● **Extrait**
::::

L'élargissement de la rue Émile Combes fut nécessaire pour faciliter l'accès à ces deux établissements : crèche et P.M.I. - un parking a complété l'ensemble des modifications apportées dans cette partie Nord du quartier Beaussier. La rue Calmette et Guérin se termine en cul-de-sac ; mais il n'est pas interdit de penser à son prolongement vers la rue d'Alsace.

N'anticipons pas, mais laissons tout de même prévoir que l'espace compris entre la rue d'Alsace et la rue Beaussier où subsistent quelques lopins de terre et des constructions vétustes sera sans nul doute transformé à plus ou moins brève échéance.

Depuis 1960, année d'ouverture des locaux à caractère social comme la crèche et la P.M.I., le quartier Beaussier a connu une grande activité dans sa zone nord avec les va-et-vient incessants de la population, et la protection à donner aux enfants sous des formes multiples.

Le rôle social joué par le quartier Beaussier est donc considérable et les institutions nouvelles se sont en quelque sorte substituées aux œuvres des Filles de la Charité de Saint-Vincent de Paul dont l'établissement ferma ses portes en 1963.

 

Le Lycée Beaussier

Dans cette même période, la Municipalité mena une bataille sévère pour que la ville de La Seyne puisse offrir à ses enfants les moyens de s'instruire dans les meilleures conditions possibles. Des écoles primaires naquirent dans les quartiers, mais il manquait à la jeunesse de grands établissements modernes pour l'Enseignement du second degré. La vieille École Martini de nos aïeux avait atteint un tel point de délabrement, qu'il fallait absolument faire du neuf. Enfin, après plusieurs années de suppliques, de protestations en direction des gouvernements de l'époque, la ville de La Seyne fut informée de la décision du ministère de l'Éducation Nationale de construire un lycée classique et moderne. La correspondance datait du 6 novembre 1956.

Il fallut quatre années de formalités pour l'acquisition des 28.159 m2 de terrains nécessaires. Des procédures d'expropriation retardèrent la construction de l'établissement appelé au début Lycée polyvalent.

Les adversaires de la Municipalité s'efforcèrent de saboter la réalisation du projet au mépris des intérêts de la jeunesse seynoise qu'il fallait absolument défendre en lui donnant les meilleures conditions pour la poursuite de ses études. Sur les neuf propriétaires concernés pour l'acquisition nécessaire, deux seulement acceptèrent un accord à l'amiable avec la Municipalité, en sorte que le projet fut retardé. La justice et le bon droit finirent par triompher des manœuvres dilatoires d'individus sans scrupule.

La question des terrains fut tout de même résolue et quand il fallut passer à la réalisation complète du projet, d'autres difficultés surgirent, un conflit entre la ville de La Seyne et l'État qui dura presque deux années et dont les conséquences furent déplorables pour la population seynoise, la jeunesse en particulier.

Dans un compte-rendu de mandat, Toussaint Merle expliqua avec clarté les manœuvres du ministère de l'Éducation Nationale qui affirmait dans un premier temps vouloir construire un Lycée nationalisé et non pas un collège communal. Le projet devait se réaliser en trois tranches de travaux.

::::

● **Consigne**
Les affirmations (a), (b) et (c) concordent-elles avec l'extrait sur le quartier Beaussier ? Pour chacune, répondez par oui ou non et citez mot pour mot le passage de l'extrait qui tranche. (a) La crèche et la P.M.I. ont ouvert en 1960. (b) Les neuf propriétaires concernés ont tous accepté un accord à l'amiable avec la Municipalité. (c) La rue Calmette et Guérin rejoint la rue d'Alsace. Répondez en vous fondant uniquement sur l'extrait.

Partie d'un fichier de données
::::

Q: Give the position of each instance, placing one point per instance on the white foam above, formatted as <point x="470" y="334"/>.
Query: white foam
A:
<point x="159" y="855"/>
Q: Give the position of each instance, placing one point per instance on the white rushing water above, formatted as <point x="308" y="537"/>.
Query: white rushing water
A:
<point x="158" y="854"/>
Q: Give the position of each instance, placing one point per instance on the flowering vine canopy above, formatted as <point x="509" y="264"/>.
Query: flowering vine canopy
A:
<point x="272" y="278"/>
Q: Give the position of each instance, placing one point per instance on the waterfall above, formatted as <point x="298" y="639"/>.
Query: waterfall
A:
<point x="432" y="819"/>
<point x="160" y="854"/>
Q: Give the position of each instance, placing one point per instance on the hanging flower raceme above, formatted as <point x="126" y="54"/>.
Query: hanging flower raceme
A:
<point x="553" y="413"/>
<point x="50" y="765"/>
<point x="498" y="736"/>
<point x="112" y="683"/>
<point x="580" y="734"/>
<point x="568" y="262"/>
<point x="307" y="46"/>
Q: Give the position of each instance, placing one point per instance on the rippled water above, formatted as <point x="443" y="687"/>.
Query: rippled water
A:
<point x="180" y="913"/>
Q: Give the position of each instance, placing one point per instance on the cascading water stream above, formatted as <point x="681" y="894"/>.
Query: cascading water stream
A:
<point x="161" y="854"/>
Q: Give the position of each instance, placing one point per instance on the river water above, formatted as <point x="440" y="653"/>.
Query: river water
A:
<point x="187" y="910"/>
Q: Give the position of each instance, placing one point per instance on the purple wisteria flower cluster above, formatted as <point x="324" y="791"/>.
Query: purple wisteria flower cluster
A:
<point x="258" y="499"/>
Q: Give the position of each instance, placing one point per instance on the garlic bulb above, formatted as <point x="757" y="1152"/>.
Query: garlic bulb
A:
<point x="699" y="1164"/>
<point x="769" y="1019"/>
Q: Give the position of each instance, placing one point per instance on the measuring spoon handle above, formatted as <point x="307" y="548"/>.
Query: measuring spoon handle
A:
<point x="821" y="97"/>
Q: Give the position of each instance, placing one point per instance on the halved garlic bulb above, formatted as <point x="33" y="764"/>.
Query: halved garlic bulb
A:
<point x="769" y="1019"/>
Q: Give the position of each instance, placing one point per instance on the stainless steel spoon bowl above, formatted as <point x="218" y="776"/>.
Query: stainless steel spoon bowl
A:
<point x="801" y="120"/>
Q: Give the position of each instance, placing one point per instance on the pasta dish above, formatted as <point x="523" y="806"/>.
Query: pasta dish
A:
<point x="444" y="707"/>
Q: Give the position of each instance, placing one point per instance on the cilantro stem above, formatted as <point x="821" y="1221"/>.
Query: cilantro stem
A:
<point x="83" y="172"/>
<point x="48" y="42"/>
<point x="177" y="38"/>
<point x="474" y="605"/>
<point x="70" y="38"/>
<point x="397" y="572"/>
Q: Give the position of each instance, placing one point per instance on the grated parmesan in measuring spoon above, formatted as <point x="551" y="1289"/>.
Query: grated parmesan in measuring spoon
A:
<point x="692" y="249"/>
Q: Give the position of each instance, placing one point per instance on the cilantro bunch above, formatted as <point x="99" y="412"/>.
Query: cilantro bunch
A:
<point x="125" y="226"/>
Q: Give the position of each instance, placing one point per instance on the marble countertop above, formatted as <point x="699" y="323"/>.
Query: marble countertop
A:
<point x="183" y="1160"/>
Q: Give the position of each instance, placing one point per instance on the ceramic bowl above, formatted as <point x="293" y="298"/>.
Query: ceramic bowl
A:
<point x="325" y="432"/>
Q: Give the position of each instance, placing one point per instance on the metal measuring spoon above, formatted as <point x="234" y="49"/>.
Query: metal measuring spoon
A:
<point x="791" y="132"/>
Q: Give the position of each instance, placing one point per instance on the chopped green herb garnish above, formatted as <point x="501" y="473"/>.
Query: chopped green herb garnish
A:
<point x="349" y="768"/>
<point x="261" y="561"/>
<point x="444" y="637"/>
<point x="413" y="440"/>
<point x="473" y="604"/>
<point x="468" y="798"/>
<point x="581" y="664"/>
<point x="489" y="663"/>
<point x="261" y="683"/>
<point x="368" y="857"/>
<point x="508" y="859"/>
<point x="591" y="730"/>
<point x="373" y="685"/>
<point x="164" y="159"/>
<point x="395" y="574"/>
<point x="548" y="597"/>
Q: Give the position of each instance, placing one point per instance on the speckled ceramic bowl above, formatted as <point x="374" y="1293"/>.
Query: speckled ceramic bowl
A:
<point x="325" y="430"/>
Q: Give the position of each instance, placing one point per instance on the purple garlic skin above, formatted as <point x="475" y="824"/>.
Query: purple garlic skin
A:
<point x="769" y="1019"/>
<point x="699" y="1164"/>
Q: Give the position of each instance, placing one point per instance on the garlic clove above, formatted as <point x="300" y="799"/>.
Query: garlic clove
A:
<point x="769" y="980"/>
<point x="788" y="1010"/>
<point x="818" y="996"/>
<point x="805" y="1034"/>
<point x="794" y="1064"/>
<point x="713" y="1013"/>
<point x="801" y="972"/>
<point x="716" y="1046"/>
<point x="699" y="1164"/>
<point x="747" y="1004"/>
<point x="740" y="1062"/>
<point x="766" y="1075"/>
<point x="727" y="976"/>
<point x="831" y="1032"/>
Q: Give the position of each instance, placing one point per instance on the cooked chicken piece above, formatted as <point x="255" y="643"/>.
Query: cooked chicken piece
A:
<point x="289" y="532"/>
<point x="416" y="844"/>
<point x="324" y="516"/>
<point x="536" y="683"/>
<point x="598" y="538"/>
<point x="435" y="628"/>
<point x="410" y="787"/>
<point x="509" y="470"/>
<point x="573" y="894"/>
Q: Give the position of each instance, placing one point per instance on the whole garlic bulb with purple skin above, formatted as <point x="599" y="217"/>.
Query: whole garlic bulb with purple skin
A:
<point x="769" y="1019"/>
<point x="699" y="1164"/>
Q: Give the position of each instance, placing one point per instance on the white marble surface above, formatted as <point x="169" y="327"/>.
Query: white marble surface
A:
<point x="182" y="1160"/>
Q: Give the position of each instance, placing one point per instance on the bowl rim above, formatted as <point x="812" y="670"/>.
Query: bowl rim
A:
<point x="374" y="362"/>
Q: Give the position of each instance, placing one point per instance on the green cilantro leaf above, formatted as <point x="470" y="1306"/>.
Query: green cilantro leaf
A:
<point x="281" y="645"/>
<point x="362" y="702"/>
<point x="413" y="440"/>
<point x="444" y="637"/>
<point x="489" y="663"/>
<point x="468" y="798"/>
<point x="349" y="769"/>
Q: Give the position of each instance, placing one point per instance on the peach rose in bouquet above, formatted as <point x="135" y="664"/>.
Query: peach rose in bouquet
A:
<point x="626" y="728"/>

::::

● **Réponse finale**
(a) Oui : « Depuis 1960, année d'ouverture des locaux à caractère social comme la crèche et la P.M.I. »
(b) Non : « deux seulement acceptèrent un accord à l'amiable avec la Municipalité »
(c) Non : « La rue Calmette et Guérin se termine en cul-de-sac »